Problem details = Output the entries underneath exactly as they are.

Extracted information =
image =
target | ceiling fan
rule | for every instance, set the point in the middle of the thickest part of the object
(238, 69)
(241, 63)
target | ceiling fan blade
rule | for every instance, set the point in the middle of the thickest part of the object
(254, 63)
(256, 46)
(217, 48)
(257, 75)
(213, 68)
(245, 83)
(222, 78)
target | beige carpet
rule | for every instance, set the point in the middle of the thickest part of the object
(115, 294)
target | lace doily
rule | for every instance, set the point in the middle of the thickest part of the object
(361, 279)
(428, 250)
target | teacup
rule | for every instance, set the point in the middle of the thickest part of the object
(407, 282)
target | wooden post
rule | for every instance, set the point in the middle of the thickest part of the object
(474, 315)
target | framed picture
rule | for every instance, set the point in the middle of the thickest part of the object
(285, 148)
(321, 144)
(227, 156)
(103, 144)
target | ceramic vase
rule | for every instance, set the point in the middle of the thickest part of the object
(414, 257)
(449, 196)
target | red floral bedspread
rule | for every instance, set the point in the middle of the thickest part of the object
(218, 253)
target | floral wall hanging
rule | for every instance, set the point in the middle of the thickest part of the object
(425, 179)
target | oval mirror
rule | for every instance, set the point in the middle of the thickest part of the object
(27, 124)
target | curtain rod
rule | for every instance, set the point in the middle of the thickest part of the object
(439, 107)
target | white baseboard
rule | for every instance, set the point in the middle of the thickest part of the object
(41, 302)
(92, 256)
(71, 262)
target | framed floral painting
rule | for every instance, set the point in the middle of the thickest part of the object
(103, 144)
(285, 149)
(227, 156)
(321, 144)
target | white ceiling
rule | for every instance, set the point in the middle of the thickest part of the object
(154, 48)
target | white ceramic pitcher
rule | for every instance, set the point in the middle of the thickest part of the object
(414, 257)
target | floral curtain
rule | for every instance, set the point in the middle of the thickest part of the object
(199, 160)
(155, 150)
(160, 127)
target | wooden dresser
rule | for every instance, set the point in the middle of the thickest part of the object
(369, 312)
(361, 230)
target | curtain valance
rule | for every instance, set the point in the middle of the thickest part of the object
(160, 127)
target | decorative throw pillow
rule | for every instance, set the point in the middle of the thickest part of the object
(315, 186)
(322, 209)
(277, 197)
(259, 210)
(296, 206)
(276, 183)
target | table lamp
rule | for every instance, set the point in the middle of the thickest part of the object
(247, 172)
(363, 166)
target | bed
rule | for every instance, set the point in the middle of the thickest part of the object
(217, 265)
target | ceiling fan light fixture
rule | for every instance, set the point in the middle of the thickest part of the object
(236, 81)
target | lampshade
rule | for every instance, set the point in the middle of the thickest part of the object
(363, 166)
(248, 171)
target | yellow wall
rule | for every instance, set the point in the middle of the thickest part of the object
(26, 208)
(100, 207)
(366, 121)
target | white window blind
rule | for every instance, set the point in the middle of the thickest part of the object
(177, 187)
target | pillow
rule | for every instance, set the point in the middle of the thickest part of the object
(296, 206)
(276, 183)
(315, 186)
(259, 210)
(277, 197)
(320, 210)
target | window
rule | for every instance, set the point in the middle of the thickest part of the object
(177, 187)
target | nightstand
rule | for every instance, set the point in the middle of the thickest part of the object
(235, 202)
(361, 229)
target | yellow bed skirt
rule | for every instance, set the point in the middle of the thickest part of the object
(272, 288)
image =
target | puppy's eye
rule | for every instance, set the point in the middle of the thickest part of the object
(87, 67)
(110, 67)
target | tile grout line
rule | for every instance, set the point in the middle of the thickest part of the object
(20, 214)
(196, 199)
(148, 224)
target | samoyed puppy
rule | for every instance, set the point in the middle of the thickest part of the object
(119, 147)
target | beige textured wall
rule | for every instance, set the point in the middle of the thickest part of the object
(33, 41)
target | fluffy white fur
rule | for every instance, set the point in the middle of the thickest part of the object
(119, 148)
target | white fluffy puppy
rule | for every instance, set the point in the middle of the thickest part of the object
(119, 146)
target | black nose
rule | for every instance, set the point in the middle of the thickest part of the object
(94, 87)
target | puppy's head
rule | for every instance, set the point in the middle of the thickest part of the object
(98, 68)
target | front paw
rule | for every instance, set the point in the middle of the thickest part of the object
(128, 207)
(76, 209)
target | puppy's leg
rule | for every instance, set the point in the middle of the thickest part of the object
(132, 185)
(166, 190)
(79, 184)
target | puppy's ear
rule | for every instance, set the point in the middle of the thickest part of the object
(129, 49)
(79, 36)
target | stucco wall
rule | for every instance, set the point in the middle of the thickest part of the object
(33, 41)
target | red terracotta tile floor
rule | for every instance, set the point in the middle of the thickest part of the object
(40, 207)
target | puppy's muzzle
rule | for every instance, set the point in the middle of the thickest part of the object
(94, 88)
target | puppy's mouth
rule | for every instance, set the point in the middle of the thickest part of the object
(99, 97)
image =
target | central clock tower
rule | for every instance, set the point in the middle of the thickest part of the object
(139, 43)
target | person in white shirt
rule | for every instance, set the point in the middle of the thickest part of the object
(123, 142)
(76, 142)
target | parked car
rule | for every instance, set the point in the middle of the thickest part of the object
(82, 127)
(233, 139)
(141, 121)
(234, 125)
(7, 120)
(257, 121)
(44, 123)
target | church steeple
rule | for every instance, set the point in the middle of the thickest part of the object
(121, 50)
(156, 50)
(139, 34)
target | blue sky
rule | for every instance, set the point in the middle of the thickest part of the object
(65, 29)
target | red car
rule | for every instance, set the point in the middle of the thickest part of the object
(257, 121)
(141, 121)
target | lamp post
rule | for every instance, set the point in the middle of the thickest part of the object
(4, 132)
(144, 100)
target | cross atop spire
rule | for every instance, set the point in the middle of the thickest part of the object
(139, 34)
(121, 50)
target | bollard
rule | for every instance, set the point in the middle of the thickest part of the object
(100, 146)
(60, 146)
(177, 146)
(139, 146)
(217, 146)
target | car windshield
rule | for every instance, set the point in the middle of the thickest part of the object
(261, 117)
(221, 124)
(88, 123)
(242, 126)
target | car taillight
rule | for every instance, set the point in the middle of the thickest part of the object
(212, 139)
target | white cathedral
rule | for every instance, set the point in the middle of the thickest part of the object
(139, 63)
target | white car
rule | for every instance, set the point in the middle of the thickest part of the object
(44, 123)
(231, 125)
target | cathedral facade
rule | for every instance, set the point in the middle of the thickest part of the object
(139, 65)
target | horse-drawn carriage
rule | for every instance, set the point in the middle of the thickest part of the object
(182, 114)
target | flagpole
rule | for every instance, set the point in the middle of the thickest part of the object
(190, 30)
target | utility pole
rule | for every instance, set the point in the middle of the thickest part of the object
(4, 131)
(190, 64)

Task result =
image =
target | ceiling fan
rule | for every instance, set the point in the middle of the thickest part of the object
(238, 69)
(241, 63)
target | ceiling fan blade
rule | for every instance, set the point in the middle of the thickest part of the object
(254, 63)
(256, 46)
(217, 48)
(257, 75)
(213, 68)
(245, 83)
(222, 78)
target | beige carpet
rule | for every instance, set the point in the middle of the thickest part of the object
(115, 294)
target | lace doily
rule | for every instance, set the point in the middle of the thickest part of the object
(361, 279)
(428, 250)
target | teacup
rule | for every instance, set the point in the middle of the thickest part of the object
(407, 282)
target | wooden post
rule | for every instance, set the point in the middle of the thickest part of the object
(474, 315)
target | framed picture
rule | for every instance, set the point in the middle of the thickest part of the object
(285, 148)
(321, 144)
(227, 156)
(103, 144)
target | ceramic vase
rule | for every instance, set the point in the middle of the thickest part of the object
(414, 257)
(449, 196)
target | red floral bedspread
rule | for every instance, set the point in the middle of the thickest part of the object
(218, 253)
target | floral wall hanging
rule | for every instance, set the point in the middle of the thickest part of the object
(425, 179)
target | oval mirror
rule | for every instance, set the point in the middle of the thickest part of the object
(27, 124)
target | curtain rod
rule | for every instance, set the point in the middle of the thickest part of the object
(439, 107)
target | white baseboard
rule | for every instance, set the point in the middle of the thickest part of the object
(41, 302)
(92, 256)
(71, 262)
target | framed floral painting
rule | for every instance, set the point in the middle of the thickest part of the object
(103, 144)
(285, 149)
(227, 156)
(321, 144)
target | white ceiling
rule | for every instance, set the point in the middle of the thickest part of the object
(154, 48)
target | white ceramic pitcher
rule | for every instance, set the point in the middle of the thickest part of the object
(414, 257)
target | floral curtain
rule | for every instance, set the point in the middle of the thickest part of the object
(199, 160)
(155, 150)
(160, 127)
target | wooden dresser
rule | for every instance, set the point in the middle of the thickest part of the object
(369, 312)
(361, 230)
target | curtain valance
rule | for every instance, set the point in the middle of the thickest part of the object
(160, 127)
target | decorative throw pillow
rule | for every instance, set the point in the middle of the thickest part of the object
(315, 186)
(322, 209)
(277, 197)
(259, 210)
(296, 206)
(276, 183)
target | table lamp
rule | for every instance, set the point in the middle of the thickest part of the object
(247, 172)
(363, 166)
target | bed
rule | for every instance, set the point in the middle of the thickest part of the object
(217, 265)
target | ceiling fan light fixture
rule | for every instance, set the point in the middle of the thickest part of the object
(236, 81)
target | lampshade
rule | for every instance, set the point in the middle of the thickest part of the object
(363, 166)
(248, 171)
target | yellow wall
rule | for every instance, set the point in the middle of the thickest part of the object
(26, 208)
(100, 207)
(366, 121)
target | white window blind
rule | for every instance, set the point in the middle of the thickest part of the object
(177, 187)
target | pillow
rule | for every instance, set the point in the middle of the thickest part of the object
(296, 206)
(276, 183)
(315, 186)
(259, 210)
(277, 197)
(320, 210)
target | window
rule | for every instance, set the point in the middle of the thickest part of the object
(177, 187)
target | nightstand
rule | for every instance, set the point in the middle of the thickest part of the object
(235, 202)
(361, 229)
target | yellow bed skirt
rule | for every instance, set the point in the middle of the thickest part of the object
(272, 288)
image =
target | puppy's eye
rule | for every instance, set the point in the middle of the thickest part of the object
(87, 67)
(110, 67)
target | tile grout line
rule | for every instance, set the point in the middle of the thickest part of the object
(20, 214)
(196, 199)
(148, 224)
target | samoyed puppy
rule | for every instance, set the point in the middle of the thickest part of the object
(119, 147)
target | beige textured wall
rule | for every instance, set the point in the middle of the thickest part of the object
(33, 41)
target | fluffy white fur
rule | for every instance, set the point in the middle of the thickest part of the object
(119, 148)
target | white fluffy puppy
rule | for every instance, set the point in the middle of the thickest part of the object
(119, 146)
target | black nose
rule | for every instance, set the point in the middle of the thickest part of the object
(94, 87)
target | puppy's head
rule | for every instance, set the point in the middle of the thickest part of the object
(98, 68)
target | front paw
rule | for every instance, set the point in the middle of the thickest part of the object
(128, 207)
(76, 209)
target | puppy's leg
rule | for every instance, set the point in the middle of the thickest part of the object
(132, 185)
(166, 190)
(79, 184)
target | puppy's ear
rule | for every instance, set the point in the middle of the thickest part of the object
(129, 49)
(79, 36)
target | stucco wall
rule | for every instance, set the point in the middle of the thickest part of the object
(33, 41)
target | red terracotta tile floor
rule | for every instance, set the point in the middle of the thickest part of the object
(40, 207)
target | puppy's muzzle
rule | for every instance, set the point in the middle of the thickest part of the object
(94, 88)
target | puppy's mouth
rule | for every instance, set the point in the middle of the thickest part of the object
(99, 97)
image =
target | central clock tower
rule | for every instance, set the point in the middle of the thickest part of the object
(139, 43)
target | person in white shirt
rule | for every instance, set the point in the middle of the thickest part of the object
(123, 142)
(76, 142)
target | parked car
rule | for every instance, set the point in the middle of the thickest part of the object
(82, 127)
(233, 139)
(141, 121)
(234, 125)
(7, 120)
(257, 121)
(44, 123)
target | church steeple
rule | for every instance, set the point in the middle of the thickest part of the object
(121, 50)
(156, 50)
(139, 34)
target | blue sky
rule | for every instance, set the point in the middle of the thickest part of the object
(65, 29)
target | red car
rule | for every instance, set the point in the middle of the thickest part of the object
(257, 121)
(141, 121)
target | lamp post
rule | for every instance, set the point in the middle of the thickest part of the object
(4, 132)
(144, 100)
target | cross atop spire
rule | for every instance, set the point in the middle of the thickest part of the object
(139, 34)
(121, 50)
target | bollard
rule | for every instance, set the point in the middle of the thickest part of the object
(100, 146)
(60, 146)
(177, 146)
(139, 146)
(217, 146)
target | car windshield
rule | for every instance, set the point in the middle of the thickest part of the object
(261, 117)
(221, 124)
(88, 123)
(242, 126)
target | car taillight
rule | for every instance, set the point in the middle of the thickest part of the object
(212, 139)
target | white cathedral
rule | for every instance, set the point in the middle of the thickest part of the object
(139, 63)
target | white car
rule | for every instance, set the point in the middle of the thickest part of the object
(44, 123)
(231, 125)
target | cathedral facade
rule | for every instance, set the point in the middle of the thickest part of the object
(139, 65)
target | horse-drawn carriage
rule | for every instance, set the point in the middle of the thickest part of the object
(182, 114)
target | flagpole
rule | for every instance, set the point in the middle of the thickest part of the object
(190, 30)
target | utility pole
rule | for every instance, set the point in the middle of the thickest part of the object
(4, 131)
(190, 64)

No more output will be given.